[BEGIN The input]

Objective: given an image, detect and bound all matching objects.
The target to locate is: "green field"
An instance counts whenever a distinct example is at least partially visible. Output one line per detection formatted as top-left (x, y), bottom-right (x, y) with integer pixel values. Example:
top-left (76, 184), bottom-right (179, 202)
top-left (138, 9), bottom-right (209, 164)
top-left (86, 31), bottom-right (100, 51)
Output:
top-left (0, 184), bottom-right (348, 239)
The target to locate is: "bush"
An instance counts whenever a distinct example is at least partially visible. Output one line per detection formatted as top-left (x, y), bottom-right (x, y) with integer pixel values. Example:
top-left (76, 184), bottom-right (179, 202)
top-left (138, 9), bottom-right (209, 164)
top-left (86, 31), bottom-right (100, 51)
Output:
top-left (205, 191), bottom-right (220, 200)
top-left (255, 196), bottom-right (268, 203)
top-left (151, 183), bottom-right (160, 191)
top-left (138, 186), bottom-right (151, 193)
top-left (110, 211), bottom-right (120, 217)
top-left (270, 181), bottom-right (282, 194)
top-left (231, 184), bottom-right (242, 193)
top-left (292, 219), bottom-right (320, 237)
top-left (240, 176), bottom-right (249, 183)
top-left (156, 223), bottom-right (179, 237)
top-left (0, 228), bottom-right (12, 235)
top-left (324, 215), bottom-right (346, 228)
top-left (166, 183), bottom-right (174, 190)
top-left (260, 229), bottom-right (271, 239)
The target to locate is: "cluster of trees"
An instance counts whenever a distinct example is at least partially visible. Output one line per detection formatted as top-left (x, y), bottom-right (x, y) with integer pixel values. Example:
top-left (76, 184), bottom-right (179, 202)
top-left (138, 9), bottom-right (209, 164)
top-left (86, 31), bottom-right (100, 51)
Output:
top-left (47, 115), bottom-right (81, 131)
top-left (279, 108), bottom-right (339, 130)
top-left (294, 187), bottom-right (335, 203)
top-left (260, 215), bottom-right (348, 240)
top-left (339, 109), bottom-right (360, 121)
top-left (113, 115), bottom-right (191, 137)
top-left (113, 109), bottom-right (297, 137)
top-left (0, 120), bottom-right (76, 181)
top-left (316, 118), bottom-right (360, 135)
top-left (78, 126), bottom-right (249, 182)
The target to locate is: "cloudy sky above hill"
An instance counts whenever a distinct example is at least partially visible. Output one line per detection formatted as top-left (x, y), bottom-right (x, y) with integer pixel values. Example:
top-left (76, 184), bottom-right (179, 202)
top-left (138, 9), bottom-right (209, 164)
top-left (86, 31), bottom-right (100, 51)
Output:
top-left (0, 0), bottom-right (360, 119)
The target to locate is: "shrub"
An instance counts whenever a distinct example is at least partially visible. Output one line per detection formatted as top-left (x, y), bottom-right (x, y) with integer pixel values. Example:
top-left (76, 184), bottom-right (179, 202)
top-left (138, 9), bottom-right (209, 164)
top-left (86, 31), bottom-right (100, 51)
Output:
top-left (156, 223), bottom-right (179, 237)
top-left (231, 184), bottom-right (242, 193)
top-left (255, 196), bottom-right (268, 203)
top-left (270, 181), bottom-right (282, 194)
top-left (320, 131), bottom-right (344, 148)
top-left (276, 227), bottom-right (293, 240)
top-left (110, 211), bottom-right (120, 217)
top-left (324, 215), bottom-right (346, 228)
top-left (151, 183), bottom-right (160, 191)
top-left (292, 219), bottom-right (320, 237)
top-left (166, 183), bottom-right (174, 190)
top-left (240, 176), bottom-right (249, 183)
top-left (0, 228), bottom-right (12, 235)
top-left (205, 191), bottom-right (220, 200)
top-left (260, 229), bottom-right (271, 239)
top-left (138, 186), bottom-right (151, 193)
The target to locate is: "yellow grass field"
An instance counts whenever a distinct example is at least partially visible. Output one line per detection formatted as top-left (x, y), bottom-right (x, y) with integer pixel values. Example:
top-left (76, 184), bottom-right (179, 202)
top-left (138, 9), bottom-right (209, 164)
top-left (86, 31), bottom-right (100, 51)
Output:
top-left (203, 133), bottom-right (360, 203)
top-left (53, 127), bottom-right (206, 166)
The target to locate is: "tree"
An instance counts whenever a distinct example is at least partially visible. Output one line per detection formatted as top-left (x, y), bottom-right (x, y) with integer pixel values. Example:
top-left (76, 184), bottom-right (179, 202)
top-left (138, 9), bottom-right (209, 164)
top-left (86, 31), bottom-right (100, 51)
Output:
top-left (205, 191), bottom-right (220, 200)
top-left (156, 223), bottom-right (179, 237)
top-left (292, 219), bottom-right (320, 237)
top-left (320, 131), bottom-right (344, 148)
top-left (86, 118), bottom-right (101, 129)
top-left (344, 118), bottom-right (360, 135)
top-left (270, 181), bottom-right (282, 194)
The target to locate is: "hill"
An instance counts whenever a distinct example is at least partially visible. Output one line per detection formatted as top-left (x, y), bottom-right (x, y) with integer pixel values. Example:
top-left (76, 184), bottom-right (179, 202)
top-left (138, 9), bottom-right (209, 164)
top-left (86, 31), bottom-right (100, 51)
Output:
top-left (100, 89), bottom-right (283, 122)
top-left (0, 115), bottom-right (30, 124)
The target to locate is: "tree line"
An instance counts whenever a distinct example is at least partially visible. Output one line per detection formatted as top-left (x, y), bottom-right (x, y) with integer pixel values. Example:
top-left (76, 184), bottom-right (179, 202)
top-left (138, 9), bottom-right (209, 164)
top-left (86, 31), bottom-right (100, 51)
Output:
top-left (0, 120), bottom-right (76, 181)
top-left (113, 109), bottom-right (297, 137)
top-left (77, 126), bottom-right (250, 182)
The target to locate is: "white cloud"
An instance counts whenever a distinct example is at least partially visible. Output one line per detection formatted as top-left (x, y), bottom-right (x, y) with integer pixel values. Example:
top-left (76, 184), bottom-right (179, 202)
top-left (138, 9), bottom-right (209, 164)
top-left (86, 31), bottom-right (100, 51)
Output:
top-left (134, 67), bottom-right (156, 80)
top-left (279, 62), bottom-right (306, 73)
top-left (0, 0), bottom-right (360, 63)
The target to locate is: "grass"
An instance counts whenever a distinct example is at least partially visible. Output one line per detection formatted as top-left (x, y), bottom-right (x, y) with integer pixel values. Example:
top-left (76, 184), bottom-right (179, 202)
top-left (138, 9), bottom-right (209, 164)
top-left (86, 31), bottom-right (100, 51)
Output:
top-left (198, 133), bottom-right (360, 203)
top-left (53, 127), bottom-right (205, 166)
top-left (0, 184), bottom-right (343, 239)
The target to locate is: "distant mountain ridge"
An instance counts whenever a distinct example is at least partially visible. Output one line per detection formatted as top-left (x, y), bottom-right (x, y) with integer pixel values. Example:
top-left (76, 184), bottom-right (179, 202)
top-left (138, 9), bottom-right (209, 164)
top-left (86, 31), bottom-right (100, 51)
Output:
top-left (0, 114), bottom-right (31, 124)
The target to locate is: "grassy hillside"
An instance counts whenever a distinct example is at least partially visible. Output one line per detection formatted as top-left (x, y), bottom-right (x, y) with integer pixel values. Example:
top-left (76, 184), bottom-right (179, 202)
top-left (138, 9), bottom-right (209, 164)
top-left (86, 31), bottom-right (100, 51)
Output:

[END The input]

• **Exercise goal**:
Reproduce all of the rows above word for word, with nothing added or left out.

• **Response to this exercise**:
Objective: given an image, detect and bound all matching objects.
The target to locate is: "green field"
An instance counts whenever a distinct example is at least partially visible. Output one line per detection formatted as top-left (x, y), bottom-right (x, y) with integer pixel values. Example:
top-left (76, 184), bottom-right (179, 202)
top-left (138, 9), bottom-right (209, 164)
top-left (86, 31), bottom-right (100, 51)
Output:
top-left (0, 184), bottom-right (348, 239)
The target to locate is: "bush"
An instance counts whenever a distinct example is at least partially visible. Output one line per detection formatted as top-left (x, y), bottom-right (x, y) with integer pixel values. Example:
top-left (76, 184), bottom-right (179, 202)
top-left (138, 9), bottom-right (209, 164)
top-left (86, 31), bottom-right (100, 51)
Output:
top-left (205, 191), bottom-right (220, 200)
top-left (255, 196), bottom-right (268, 203)
top-left (151, 183), bottom-right (160, 191)
top-left (138, 186), bottom-right (151, 193)
top-left (110, 211), bottom-right (120, 217)
top-left (270, 181), bottom-right (282, 194)
top-left (231, 184), bottom-right (242, 193)
top-left (292, 219), bottom-right (320, 237)
top-left (240, 176), bottom-right (249, 183)
top-left (156, 223), bottom-right (179, 237)
top-left (0, 228), bottom-right (12, 235)
top-left (324, 215), bottom-right (346, 228)
top-left (166, 183), bottom-right (174, 190)
top-left (260, 229), bottom-right (271, 239)
The target to locate is: "cluster of trees"
An instance counts whenever a distinct example is at least partially visible. Output one line per detection formatted as top-left (x, y), bottom-right (x, y) with integer pixel values. Example:
top-left (76, 184), bottom-right (179, 202)
top-left (138, 9), bottom-right (209, 164)
top-left (86, 31), bottom-right (100, 51)
Output:
top-left (47, 115), bottom-right (81, 131)
top-left (279, 108), bottom-right (339, 130)
top-left (294, 187), bottom-right (335, 203)
top-left (260, 215), bottom-right (348, 240)
top-left (339, 109), bottom-right (360, 121)
top-left (113, 115), bottom-right (191, 137)
top-left (113, 109), bottom-right (297, 137)
top-left (0, 120), bottom-right (76, 181)
top-left (316, 118), bottom-right (360, 135)
top-left (78, 126), bottom-right (249, 182)
The target to locate is: "cloudy sky above hill"
An instance counts whenever a distinct example is at least partially visible. Output one line per detection formatted as top-left (x, y), bottom-right (x, y) with integer pixel values. Example:
top-left (76, 184), bottom-right (179, 202)
top-left (138, 9), bottom-right (209, 164)
top-left (86, 31), bottom-right (100, 51)
Output:
top-left (0, 0), bottom-right (360, 119)
The target to locate is: "shrub"
An instance counts whenever a distinct example is at least partially visible. Output one line per detection formatted as top-left (x, y), bottom-right (x, y) with integer pixel values. Example:
top-left (76, 184), bottom-right (179, 202)
top-left (138, 9), bottom-right (209, 164)
top-left (86, 31), bottom-right (100, 51)
Output:
top-left (156, 223), bottom-right (179, 237)
top-left (231, 184), bottom-right (242, 193)
top-left (255, 196), bottom-right (268, 203)
top-left (270, 181), bottom-right (282, 194)
top-left (320, 131), bottom-right (344, 148)
top-left (276, 227), bottom-right (293, 240)
top-left (110, 211), bottom-right (120, 217)
top-left (324, 215), bottom-right (346, 228)
top-left (151, 183), bottom-right (160, 191)
top-left (292, 219), bottom-right (320, 237)
top-left (166, 183), bottom-right (174, 190)
top-left (240, 176), bottom-right (249, 183)
top-left (0, 228), bottom-right (12, 235)
top-left (205, 191), bottom-right (220, 200)
top-left (260, 229), bottom-right (271, 239)
top-left (138, 186), bottom-right (151, 193)
The target to locate is: "yellow grass field"
An instance counts whenever a distinct example is at least partially visible. Output one line per detection formatted as top-left (x, y), bottom-right (x, y) with integer pixel values. Example:
top-left (76, 184), bottom-right (179, 202)
top-left (138, 9), bottom-right (209, 164)
top-left (86, 31), bottom-right (100, 51)
Output:
top-left (203, 133), bottom-right (360, 203)
top-left (53, 127), bottom-right (206, 166)
The target to locate is: "tree"
An instance counts whenever a distinct example is at least partially visible. Output one line per detection formatted as top-left (x, y), bottom-right (x, y) with integer pixel values. Example:
top-left (76, 184), bottom-right (179, 202)
top-left (138, 9), bottom-right (209, 164)
top-left (86, 31), bottom-right (100, 51)
Output:
top-left (205, 191), bottom-right (220, 200)
top-left (156, 223), bottom-right (179, 237)
top-left (292, 219), bottom-right (320, 237)
top-left (320, 131), bottom-right (344, 148)
top-left (86, 118), bottom-right (101, 129)
top-left (344, 118), bottom-right (360, 135)
top-left (270, 181), bottom-right (282, 194)
The target to locate is: "hill"
An instance counts whenever a distinct example is at least partially visible. Output one line per detection formatted as top-left (x, y), bottom-right (x, y) with integer pixel values. Example:
top-left (76, 184), bottom-right (179, 202)
top-left (138, 9), bottom-right (209, 164)
top-left (86, 31), bottom-right (100, 51)
Output:
top-left (100, 89), bottom-right (283, 122)
top-left (0, 115), bottom-right (30, 124)
The target to locate is: "tree line"
An instance counts whenever a distinct example is at least partially visible. Output one line per detection formatted as top-left (x, y), bottom-right (x, y) with integer pixel values. Example:
top-left (76, 184), bottom-right (179, 202)
top-left (138, 9), bottom-right (209, 164)
top-left (86, 31), bottom-right (100, 51)
Output:
top-left (0, 120), bottom-right (76, 181)
top-left (113, 109), bottom-right (297, 137)
top-left (77, 126), bottom-right (250, 182)
The target to locate is: "white cloud"
An instance counts whenever a distinct example is at least partially visible. Output one line per detection formatted as top-left (x, y), bottom-right (x, y) with integer pixel values. Example:
top-left (76, 184), bottom-right (179, 202)
top-left (138, 9), bottom-right (209, 164)
top-left (86, 31), bottom-right (100, 51)
Output:
top-left (134, 67), bottom-right (156, 80)
top-left (279, 62), bottom-right (306, 73)
top-left (0, 0), bottom-right (360, 63)
The target to locate is: "grass"
An instance counts whenever a distinct example is at least partially visible. Output one line per detection formatted as top-left (x, y), bottom-right (x, y) with integer pixel values. Example:
top-left (76, 184), bottom-right (179, 202)
top-left (138, 9), bottom-right (209, 164)
top-left (86, 31), bottom-right (100, 51)
Output:
top-left (198, 133), bottom-right (360, 203)
top-left (53, 127), bottom-right (205, 166)
top-left (0, 184), bottom-right (343, 239)
The target to locate is: "distant mountain ridge"
An instance counts whenever a distinct example is at least partially visible. Output one line per detection formatted as top-left (x, y), bottom-right (x, y) with integer pixel values. Example:
top-left (76, 184), bottom-right (179, 202)
top-left (138, 9), bottom-right (209, 164)
top-left (86, 31), bottom-right (100, 51)
Output:
top-left (0, 114), bottom-right (31, 124)
The target to locate is: "grassy hillside"
An instance counts whenever a distinct example is at least partially visible. Output one line per detection formatted as top-left (x, y), bottom-right (x, y) with integer pixel values. Example:
top-left (76, 184), bottom-right (179, 202)
top-left (138, 9), bottom-right (209, 164)
top-left (86, 31), bottom-right (100, 51)
Output:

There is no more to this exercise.